Segment Start: DATA RECORDS

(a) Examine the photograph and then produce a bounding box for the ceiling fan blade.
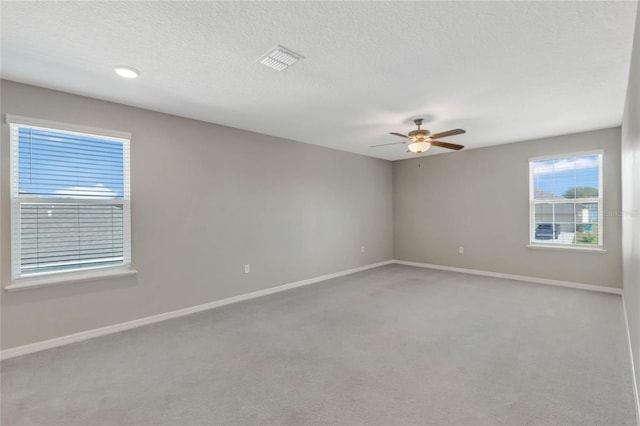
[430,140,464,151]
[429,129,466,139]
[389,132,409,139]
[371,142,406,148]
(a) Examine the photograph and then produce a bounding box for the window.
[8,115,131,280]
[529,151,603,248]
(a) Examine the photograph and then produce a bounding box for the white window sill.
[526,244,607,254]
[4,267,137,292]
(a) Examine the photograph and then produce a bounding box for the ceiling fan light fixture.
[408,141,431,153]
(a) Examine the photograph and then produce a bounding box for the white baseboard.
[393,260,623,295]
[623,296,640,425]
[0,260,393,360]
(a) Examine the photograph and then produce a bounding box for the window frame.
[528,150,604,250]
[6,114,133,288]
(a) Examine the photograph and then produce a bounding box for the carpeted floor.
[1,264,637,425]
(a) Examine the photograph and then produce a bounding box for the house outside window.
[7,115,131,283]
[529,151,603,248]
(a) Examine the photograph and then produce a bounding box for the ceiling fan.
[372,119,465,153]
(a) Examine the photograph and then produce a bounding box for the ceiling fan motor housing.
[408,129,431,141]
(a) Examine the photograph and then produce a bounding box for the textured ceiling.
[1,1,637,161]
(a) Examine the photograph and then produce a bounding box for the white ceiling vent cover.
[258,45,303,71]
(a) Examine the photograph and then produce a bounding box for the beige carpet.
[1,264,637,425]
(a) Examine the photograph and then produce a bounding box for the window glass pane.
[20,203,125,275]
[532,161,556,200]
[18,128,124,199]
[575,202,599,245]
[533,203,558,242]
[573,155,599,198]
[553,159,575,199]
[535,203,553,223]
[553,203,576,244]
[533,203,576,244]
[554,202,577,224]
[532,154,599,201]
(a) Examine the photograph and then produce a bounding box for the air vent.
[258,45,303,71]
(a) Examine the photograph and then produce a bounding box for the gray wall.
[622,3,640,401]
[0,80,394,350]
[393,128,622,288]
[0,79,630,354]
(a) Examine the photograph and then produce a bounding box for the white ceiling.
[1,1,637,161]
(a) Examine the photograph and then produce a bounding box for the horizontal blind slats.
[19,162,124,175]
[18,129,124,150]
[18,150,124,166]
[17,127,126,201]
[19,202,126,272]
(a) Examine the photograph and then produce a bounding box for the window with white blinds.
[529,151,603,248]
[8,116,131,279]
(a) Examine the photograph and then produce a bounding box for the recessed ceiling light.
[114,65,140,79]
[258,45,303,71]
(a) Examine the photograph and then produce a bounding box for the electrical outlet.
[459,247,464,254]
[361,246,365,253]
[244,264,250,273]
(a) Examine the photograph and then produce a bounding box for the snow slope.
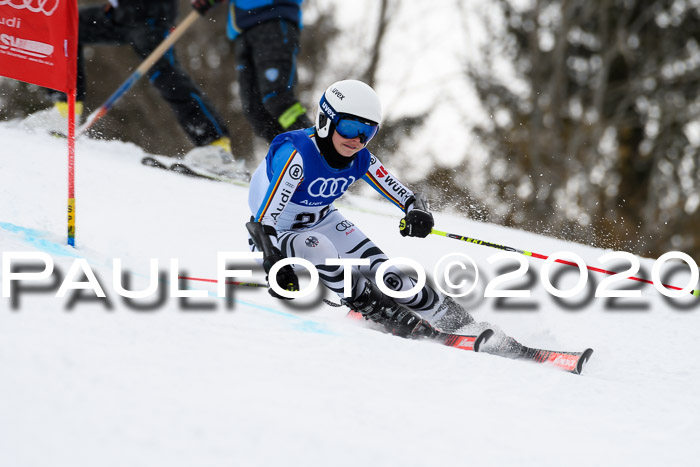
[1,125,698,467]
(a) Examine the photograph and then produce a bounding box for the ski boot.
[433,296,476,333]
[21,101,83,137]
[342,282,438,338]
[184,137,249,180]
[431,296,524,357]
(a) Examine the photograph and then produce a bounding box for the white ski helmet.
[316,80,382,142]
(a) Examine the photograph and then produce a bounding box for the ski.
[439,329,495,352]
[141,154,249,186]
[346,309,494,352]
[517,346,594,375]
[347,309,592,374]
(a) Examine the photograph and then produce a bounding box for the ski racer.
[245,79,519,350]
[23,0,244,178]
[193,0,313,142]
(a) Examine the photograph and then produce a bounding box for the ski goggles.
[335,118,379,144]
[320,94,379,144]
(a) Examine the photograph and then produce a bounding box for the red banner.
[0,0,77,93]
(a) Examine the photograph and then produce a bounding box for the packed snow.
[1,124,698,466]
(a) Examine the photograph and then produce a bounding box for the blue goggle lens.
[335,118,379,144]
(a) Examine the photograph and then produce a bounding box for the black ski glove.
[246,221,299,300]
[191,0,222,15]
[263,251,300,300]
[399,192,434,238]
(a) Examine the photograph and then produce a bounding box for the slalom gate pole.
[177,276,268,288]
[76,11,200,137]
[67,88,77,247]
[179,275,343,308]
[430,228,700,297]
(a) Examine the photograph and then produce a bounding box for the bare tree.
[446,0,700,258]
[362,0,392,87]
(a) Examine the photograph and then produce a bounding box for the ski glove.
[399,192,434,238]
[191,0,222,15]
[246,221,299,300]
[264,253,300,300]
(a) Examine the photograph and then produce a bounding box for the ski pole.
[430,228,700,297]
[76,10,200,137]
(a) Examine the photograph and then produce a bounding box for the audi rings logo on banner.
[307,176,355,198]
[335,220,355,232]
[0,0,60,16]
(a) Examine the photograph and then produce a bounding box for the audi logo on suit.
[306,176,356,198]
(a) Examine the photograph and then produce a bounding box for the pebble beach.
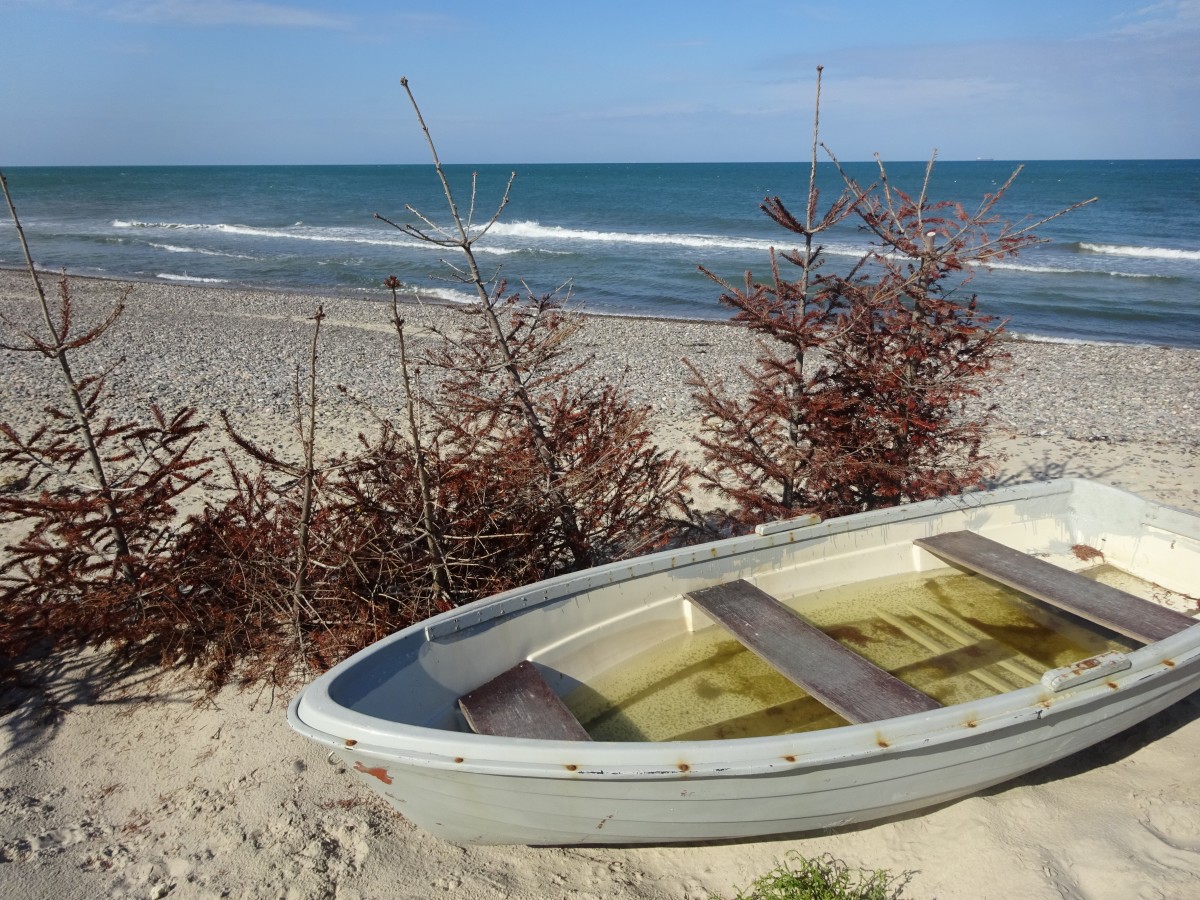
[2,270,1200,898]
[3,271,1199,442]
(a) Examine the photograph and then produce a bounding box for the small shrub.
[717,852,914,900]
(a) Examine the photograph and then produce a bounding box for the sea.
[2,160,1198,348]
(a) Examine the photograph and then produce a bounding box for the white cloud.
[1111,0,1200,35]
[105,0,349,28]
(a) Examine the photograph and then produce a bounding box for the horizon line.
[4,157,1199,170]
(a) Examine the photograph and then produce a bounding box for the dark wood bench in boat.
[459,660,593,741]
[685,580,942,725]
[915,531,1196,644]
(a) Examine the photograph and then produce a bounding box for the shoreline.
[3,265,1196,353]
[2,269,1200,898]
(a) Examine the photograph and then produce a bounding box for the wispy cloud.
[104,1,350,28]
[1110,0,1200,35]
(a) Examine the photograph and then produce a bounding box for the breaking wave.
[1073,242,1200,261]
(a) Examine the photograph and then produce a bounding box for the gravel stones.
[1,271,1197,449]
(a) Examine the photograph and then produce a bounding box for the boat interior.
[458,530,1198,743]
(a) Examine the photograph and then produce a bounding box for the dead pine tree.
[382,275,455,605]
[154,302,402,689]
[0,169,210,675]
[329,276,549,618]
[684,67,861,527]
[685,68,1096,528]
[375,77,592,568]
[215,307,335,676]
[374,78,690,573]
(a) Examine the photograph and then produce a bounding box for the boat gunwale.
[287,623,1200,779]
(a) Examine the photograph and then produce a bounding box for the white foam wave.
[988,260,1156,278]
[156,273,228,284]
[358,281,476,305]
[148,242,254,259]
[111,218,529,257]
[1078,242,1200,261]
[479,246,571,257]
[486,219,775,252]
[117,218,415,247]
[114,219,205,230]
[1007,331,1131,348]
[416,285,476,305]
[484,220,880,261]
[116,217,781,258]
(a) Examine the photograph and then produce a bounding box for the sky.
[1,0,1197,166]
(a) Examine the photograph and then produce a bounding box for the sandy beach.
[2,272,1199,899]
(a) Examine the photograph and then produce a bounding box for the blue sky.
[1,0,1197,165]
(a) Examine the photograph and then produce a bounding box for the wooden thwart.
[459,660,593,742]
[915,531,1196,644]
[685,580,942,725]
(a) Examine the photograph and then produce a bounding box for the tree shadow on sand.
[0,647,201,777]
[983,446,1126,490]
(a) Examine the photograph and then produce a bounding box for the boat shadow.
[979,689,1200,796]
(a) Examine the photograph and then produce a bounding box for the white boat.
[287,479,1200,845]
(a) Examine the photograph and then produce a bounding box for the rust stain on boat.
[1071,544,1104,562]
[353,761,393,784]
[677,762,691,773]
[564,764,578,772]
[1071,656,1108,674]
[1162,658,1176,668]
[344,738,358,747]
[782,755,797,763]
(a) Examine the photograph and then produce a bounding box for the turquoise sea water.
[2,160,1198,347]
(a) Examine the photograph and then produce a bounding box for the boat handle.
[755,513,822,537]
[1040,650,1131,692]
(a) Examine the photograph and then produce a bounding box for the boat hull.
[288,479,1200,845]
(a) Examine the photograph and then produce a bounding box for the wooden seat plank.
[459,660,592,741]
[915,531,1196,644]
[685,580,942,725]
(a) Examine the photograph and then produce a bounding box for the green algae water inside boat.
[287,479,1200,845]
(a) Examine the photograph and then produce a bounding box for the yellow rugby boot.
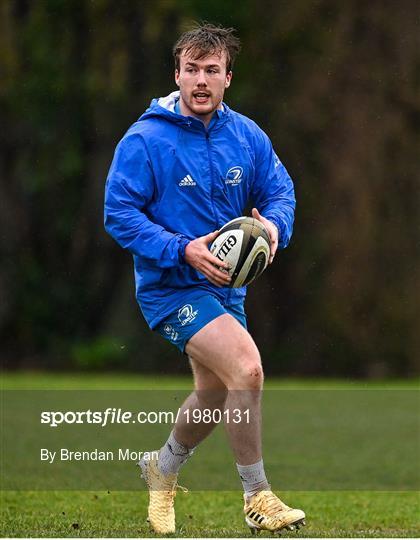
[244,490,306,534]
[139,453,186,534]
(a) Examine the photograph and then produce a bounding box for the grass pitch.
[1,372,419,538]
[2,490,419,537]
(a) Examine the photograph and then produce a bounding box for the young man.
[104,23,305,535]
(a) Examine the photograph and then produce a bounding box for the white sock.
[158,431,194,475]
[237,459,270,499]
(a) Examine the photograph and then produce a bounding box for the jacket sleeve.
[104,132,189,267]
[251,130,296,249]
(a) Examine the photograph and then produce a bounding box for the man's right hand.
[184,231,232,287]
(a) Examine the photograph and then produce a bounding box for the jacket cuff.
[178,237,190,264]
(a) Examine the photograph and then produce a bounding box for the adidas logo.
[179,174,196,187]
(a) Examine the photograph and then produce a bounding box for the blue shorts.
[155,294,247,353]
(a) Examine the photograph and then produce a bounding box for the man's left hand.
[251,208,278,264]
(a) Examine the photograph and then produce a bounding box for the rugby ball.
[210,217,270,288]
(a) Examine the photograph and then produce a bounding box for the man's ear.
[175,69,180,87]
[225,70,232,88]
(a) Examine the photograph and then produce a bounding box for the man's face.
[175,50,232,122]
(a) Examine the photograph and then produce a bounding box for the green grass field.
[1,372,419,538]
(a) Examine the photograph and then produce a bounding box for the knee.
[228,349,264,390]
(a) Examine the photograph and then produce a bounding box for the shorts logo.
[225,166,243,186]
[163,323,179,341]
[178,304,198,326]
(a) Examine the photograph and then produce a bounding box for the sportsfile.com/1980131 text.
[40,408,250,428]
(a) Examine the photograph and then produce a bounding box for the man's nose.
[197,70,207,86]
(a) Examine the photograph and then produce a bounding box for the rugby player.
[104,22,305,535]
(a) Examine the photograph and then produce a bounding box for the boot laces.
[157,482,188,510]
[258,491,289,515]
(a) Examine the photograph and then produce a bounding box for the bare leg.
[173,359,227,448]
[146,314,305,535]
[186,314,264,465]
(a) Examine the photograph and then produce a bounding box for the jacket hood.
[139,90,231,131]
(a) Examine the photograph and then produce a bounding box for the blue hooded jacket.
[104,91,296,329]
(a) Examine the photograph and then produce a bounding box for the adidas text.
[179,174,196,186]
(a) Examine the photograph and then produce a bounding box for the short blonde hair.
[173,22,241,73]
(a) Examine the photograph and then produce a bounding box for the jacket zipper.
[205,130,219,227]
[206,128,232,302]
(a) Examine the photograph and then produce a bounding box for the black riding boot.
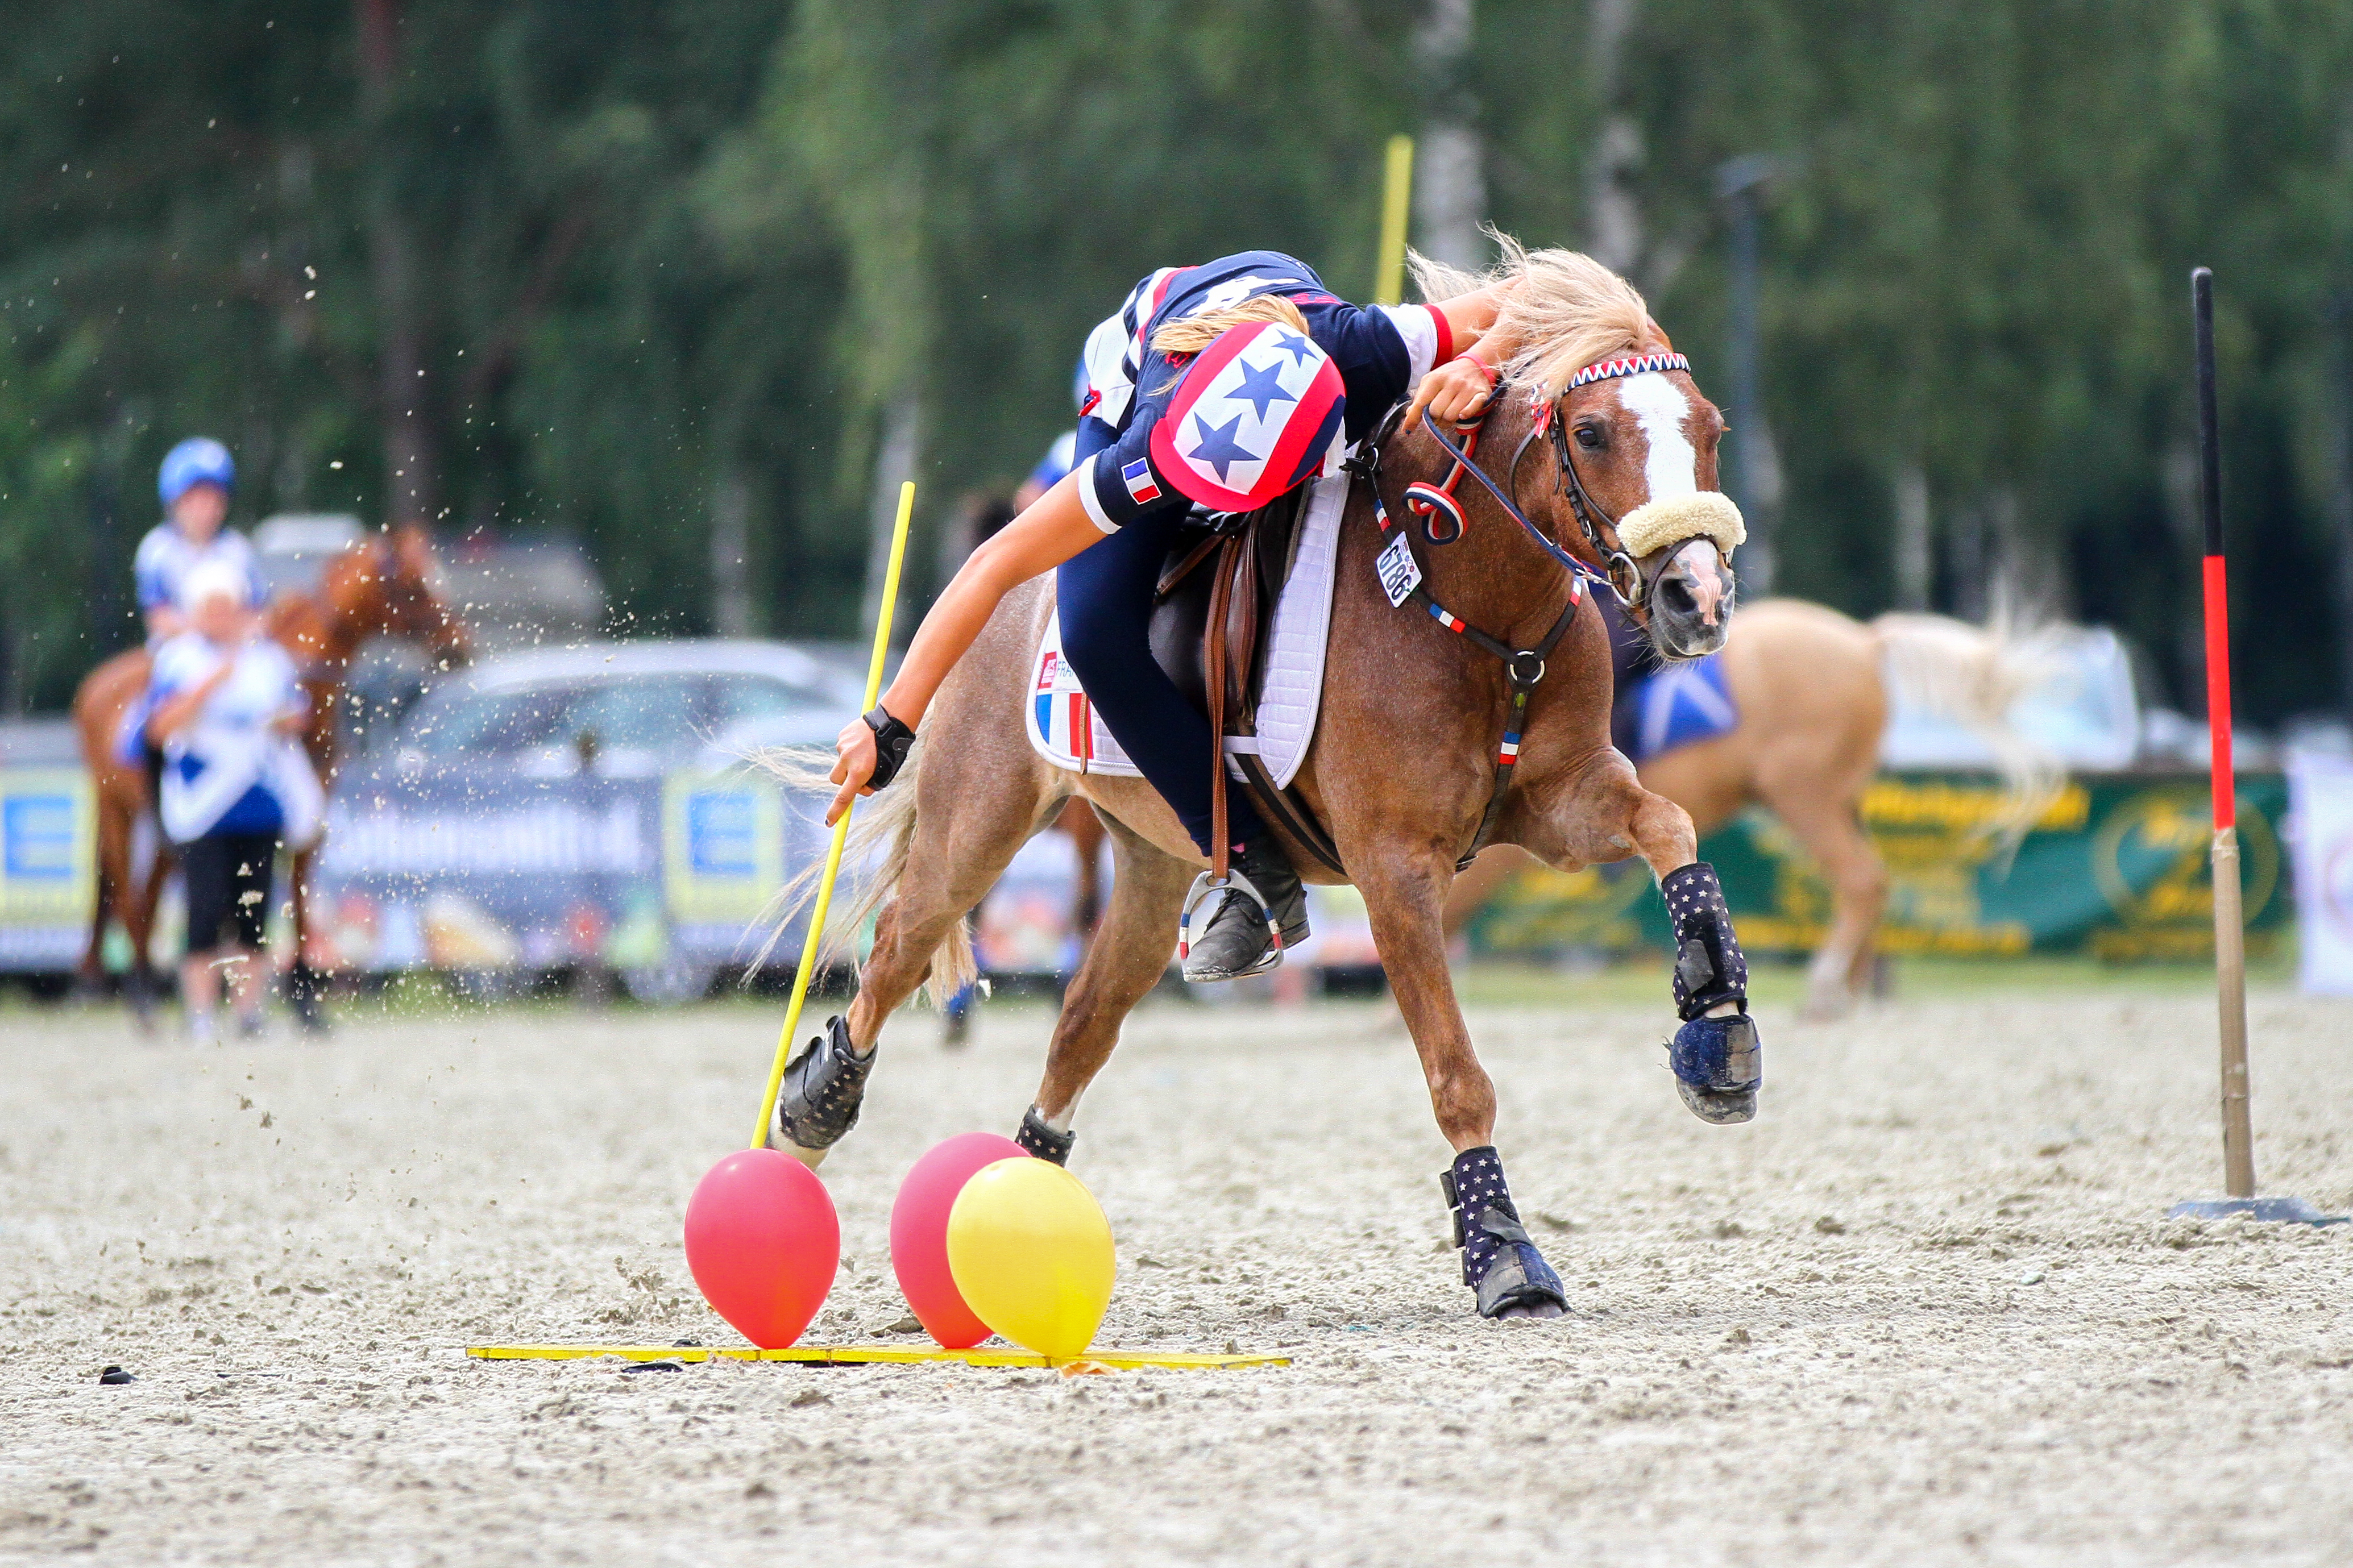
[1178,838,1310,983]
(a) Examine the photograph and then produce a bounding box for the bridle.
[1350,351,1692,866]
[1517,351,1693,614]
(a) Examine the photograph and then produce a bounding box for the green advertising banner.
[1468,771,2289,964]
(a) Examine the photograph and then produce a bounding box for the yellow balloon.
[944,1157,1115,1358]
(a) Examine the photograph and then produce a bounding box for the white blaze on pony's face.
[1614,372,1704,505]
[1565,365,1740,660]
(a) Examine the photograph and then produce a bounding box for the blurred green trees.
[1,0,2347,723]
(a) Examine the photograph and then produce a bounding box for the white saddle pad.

Segment End: DATA RECORDS

WORK REQUIRED. Print exactly the lines from the one containing "for the bridle." through the last line of the records above, both included.

EXPECTED ANSWER.
(a) Examine the photograph and then produce a bounding box for the bridle.
[1350,351,1692,866]
[1517,351,1693,614]
(a) Examine the photograph and then produce a bounding box for the green advertising banner.
[1468,771,2289,964]
(a) Examine the photograph and then produce a bounding box for the yellow balloon.
[944,1157,1115,1358]
(a) Examine the photograph and then produce a bounding box for the white blaze on pony's face.
[1614,372,1704,505]
[1565,365,1740,660]
(a) Examine the photograph and then produce a bounding box for the blurred green trees.
[1,0,2347,723]
(a) Examine the photograph and then produce a bounding box for the white saddle pad.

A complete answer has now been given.